→ **Source passage**

+-------+

# 1917-1918 Columbia Military Model Bicycle



## Bozman (Sep 16, 2018)

Today was a great day. Finished a 2 year long project. This rare beauty has original paint. It had the original rubber mud guard that I removed and will be making a reproduction for it to save the original. 

The last thing I need is the correct main bearing cones and locking nuts. The main bearings have a 1 3/4 inch inside diameter and use a 9 ball main bearing vice the more common 10 ball type. 

I built out a set of cones and parts but they are too wide. 

Blunt 35 rims for ridability and am building out the original rims for show. 

I added the drop stand and reflector from a 1922 Columbia Military Model bicycle. This way it parks and stores easier. Bell and gangway horn because I can! 

I found that this brand of OD paint matches the origin as l paint pretty close. 


















Sent from my SM-N910V using Tapatalk


----------



## catfish (Sep 16, 2018)

WOW !!! Nice job !!!


----------



## Bozman (Sep 16, 2018)

catfish said:


> WOW !!! Nice job !!!



Thank you my friend. 

Sent from my SM-N910V using Tapatalk


----------



## blackcat (Sep 17, 2018)

Hello;
Superb restoration, it's very good job.
Congratulations to you  MISTER BOZMAN !
Cheers;
Serge


----------



## Bozman (Sep 17, 2018)

I'll be patterning out the rubber mud guard and let everyone share the pattern. If I can make a good reproduction I'll share my technique. 

Sent from my SM-N910V using Tapatalk


----------



## johan willaert (Sep 18, 2018)

Excellent job... A Columbia Military model is still on my want list... Only have the headbadge for now...


----------



## Bozman (Nov 12, 2018)

3 years of research and restoration came to fruition on Sunday 11/11/2018. My son and I got to take my 1918 Columbia Military Model Bicycle and the 1915 Pope built Lenox Bicycle up 5th Ave in the NYC Veterans day parade commemorating the 100th Anniversary of the end of WWI. 

A memory to last a lifetime. 









Sent from my SM-N910V using Tapatalk


----------



## johan willaert (Nov 12, 2018)

Super!!


----------



## manuel rivera (Nov 12, 2018)

Awesome!  I would love to own a military bike.


----------



## blackcat (Nov 12, 2018)

Hello;
I'm really happy for you !
Serge


----------



## johan willaert (Nov 13, 2018)

From the MVPA Facebook Page


----------



## Bozman (Nov 14, 2018)

johan willaert said:


> From the MVPA Facebook Page
> 
> View attachment 900665



Looks like they stole my image!  :-D


----------



## catfish (Nov 14, 2018)

Very nice job !


----------



## Rockman9 (Nov 14, 2018)

Wow! Congratulations on a superb restore and an incredible experience on 11/11/18


----------

+-------+

→ **Extracted records**
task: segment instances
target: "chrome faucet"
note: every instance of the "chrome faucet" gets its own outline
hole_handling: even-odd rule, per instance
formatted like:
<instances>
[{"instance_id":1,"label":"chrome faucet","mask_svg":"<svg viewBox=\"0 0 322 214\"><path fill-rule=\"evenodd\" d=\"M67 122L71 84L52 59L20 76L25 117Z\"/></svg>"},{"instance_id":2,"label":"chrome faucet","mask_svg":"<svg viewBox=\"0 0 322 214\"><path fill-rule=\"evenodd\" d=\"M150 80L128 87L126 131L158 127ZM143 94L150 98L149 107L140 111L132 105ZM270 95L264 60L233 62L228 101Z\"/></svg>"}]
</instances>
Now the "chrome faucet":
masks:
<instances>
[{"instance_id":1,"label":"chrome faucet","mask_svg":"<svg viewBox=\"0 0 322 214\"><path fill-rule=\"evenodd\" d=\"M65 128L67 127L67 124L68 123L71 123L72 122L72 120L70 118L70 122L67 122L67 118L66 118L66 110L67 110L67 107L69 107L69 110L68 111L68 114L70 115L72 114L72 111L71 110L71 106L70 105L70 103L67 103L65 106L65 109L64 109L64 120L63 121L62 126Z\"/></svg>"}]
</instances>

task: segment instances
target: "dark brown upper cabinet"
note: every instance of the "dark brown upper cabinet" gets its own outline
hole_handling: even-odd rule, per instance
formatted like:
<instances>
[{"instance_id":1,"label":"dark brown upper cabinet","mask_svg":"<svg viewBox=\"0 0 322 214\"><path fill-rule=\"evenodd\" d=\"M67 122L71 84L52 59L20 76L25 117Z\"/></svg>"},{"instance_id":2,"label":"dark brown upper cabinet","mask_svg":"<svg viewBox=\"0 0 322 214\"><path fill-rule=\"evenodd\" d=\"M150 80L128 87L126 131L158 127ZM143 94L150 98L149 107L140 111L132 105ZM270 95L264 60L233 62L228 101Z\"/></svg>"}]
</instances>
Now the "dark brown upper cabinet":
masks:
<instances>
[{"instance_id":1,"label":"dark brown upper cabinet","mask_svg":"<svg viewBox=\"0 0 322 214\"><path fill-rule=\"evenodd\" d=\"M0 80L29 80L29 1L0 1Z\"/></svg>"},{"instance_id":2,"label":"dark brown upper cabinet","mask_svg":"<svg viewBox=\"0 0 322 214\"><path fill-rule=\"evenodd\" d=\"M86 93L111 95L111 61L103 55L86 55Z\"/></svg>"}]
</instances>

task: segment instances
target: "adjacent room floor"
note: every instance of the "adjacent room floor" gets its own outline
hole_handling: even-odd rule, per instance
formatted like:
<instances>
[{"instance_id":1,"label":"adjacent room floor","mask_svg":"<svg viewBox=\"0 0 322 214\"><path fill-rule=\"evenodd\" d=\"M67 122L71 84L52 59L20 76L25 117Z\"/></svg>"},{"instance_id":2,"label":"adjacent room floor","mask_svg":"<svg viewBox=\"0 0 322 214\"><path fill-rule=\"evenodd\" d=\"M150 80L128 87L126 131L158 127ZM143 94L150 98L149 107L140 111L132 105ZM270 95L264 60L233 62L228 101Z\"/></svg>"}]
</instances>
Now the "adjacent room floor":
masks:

+-------+

→ **What to do**
**a)** Do the following statements agree with the bicycle restoration thread? Answer yes or no for each, quoting the exact words that decide it: (i) the main bearings use the 10 ball type; (ii) the drop stand and reflector came from a 1922 Columbia Military Model bicycle; (iii) the 1918 Columbia Military Model Bicycle was taken up 5th Ave in the NYC Veterans day parade.
**b)** Reproduce the part of the bicycle restoration thread that opens with the words containing "Today was a" and closes with "are too wide.".

→ **Answers for the exercise**
**a)**
(i) No: "use a 9 ball main bearing vice the more common 10 ball type."
(ii) Yes: "I added the drop stand and reflector from a 1922 Columbia Military Model bicycle."
(iii) Yes: "My son and I got to take my 1918 Columbia Military Model Bicycle and the 1915 Pope built Lenox Bicycle up 5th Ave in the NYC Veterans day parade"

**b)**
Today was a great day. Finished a 2 year long project. This rare beauty has original paint. It had the original rubber mud guard that I removed and will be making a reproduction for it to save the original. 

The last thing I need is the correct main bearing cones and locking nuts. The main bearings have a 1 3/4 inch inside diameter and use a 9 ball main bearing vice the more common 10 ball type. 

I built out a set of cones and parts but they are too wide.